- _Extract_

• • •

I'm doing a car simulator.
- The car makes a turn with maximum steering 30 degrees.
- With a distance of 4 meters between the two axes of the car, its
turning radius is $\frac{4}{\tan 30}$ = 6.93 meters. - The total steering time (from 0 to 30 degrees or from 30 than 0
degrees is 2 seconds). - If the car moves at 10 m/s, its angular velocity will be $\frac{10}{6.93}$ = 1.443 radians (or 82.68 degrees per second)
My question is: knowing that the car takes 2 seconds to steer from 30 to 0 degrees, and that it is on a steady curve at maximum steering (30 degrees), at a speed of 10 m/s, if the car starts to steer back when it reaches the zero degree of the curve, what will be the final degree of the car when its wheel is fully aligned with the car (0 degrees)?
This might seem simple, but the problem is that as the car decreases the steering, the angular velocity will also shifting and changing everything else.

• • •

- _Dataset excerpts_
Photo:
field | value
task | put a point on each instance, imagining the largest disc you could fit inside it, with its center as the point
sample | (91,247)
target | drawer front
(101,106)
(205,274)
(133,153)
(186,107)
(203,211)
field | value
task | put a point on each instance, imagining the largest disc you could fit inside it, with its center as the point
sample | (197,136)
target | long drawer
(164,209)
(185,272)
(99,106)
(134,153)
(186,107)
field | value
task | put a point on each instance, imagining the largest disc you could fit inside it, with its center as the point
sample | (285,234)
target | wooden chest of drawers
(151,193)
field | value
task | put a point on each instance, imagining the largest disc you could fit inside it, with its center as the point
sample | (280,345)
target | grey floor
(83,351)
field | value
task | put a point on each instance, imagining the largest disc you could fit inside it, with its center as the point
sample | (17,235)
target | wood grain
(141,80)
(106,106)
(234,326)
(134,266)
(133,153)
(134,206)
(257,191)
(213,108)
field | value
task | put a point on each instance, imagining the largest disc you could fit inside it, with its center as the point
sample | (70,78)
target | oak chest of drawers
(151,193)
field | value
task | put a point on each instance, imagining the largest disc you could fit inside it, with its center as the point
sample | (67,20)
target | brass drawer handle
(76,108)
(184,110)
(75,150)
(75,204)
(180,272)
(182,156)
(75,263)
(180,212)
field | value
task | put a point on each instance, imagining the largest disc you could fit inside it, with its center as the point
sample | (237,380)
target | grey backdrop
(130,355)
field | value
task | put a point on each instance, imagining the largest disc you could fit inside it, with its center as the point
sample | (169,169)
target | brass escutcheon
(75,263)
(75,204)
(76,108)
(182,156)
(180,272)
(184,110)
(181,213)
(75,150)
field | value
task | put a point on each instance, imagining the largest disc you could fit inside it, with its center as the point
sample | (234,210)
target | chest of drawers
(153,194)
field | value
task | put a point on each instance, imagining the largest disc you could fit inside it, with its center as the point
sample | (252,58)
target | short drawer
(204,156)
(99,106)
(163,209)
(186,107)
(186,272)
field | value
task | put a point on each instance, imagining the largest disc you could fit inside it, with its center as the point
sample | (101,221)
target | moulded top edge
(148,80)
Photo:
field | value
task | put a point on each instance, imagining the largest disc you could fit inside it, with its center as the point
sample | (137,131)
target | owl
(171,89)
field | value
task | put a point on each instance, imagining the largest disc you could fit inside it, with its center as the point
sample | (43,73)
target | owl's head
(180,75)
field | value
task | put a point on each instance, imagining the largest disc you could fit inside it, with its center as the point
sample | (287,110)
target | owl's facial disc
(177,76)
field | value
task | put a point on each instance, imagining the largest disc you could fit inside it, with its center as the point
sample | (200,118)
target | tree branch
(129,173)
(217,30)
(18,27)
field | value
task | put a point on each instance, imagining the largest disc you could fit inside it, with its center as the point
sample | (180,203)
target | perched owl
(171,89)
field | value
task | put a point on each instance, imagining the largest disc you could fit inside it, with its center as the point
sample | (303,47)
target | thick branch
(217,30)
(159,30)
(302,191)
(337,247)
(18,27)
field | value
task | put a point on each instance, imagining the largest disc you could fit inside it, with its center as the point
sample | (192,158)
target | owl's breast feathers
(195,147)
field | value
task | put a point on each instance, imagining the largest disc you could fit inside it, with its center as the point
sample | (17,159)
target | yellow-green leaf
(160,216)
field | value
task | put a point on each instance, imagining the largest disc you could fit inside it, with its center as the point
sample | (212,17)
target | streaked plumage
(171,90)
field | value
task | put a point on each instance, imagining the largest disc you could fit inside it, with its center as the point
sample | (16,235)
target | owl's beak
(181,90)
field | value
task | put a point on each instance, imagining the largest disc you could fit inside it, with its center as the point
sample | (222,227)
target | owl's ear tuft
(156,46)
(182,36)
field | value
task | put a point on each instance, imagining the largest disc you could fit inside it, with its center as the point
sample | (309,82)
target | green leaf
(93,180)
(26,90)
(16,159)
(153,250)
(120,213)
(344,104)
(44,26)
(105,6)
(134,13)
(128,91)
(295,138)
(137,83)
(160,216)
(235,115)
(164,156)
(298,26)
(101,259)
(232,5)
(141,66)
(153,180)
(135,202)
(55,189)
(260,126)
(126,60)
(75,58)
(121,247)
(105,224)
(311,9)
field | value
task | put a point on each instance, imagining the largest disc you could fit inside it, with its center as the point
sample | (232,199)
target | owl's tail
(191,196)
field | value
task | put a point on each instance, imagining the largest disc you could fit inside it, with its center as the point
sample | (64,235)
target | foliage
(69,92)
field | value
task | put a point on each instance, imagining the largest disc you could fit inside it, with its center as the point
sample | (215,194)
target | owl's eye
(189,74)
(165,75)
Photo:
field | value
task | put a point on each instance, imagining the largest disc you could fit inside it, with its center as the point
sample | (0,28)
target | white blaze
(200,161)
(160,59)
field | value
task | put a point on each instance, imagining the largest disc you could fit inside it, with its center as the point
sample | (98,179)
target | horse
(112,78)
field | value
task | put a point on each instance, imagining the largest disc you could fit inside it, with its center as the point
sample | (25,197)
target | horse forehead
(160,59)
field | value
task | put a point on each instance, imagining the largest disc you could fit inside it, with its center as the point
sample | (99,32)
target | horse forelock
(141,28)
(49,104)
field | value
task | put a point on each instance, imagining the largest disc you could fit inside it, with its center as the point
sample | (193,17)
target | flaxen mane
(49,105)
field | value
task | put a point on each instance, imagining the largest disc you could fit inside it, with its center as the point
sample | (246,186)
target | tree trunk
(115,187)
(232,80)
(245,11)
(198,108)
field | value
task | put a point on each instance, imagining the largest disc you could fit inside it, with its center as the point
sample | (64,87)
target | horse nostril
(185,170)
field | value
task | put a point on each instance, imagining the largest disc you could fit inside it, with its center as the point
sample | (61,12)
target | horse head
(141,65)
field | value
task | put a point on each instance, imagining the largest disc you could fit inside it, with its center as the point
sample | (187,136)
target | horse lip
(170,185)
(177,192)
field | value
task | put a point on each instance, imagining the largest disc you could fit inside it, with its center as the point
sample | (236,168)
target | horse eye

• • •

- _Given task_
Please continue the car simulator steering post from its last sentence.

- _Task output_
In the animation below, the car has the same specifications above. The steering is at 30 degrees and when the car arrives from the bottom of the curve (0 degrees), it reverses the steering from 30 to 0 degree in 2 seconds. The final angle of the car is 78.54 degrees.
Best Answer
First, construct a function that describes the steering angle as a function of time. In this case, it seems to be $$\theta(t) = \begin{cases} \frac{15\text{°}}{1\;\text{s}} t, & 0\;\text{s} \le t \lt 2\;\text{s} \\ 30\text{°}, & 2\;\text{s} \le t \lt T + 2\;\text{s} \\ \frac{15\text{°}}{1\;\text{s}} (T + 4\;\text{s} - t), & T + 2\;\text{s} \le t \le T + 4\;\text{s} \\ \end{cases} \tag{1}\label{NA1}$$ where and $T$ is the duration of steering angle being kept at $30\text{°}$. Note that $\text{°}$ and $\text{s}$ are not variables, but denote angular and time units (degrees and seconds), respectively.
Next, construct a function $\dot{\varphi}(t)$ that describes the rate at which the car turns as a function of time, given the steering angle $\theta(t)$ and the car speed $v$.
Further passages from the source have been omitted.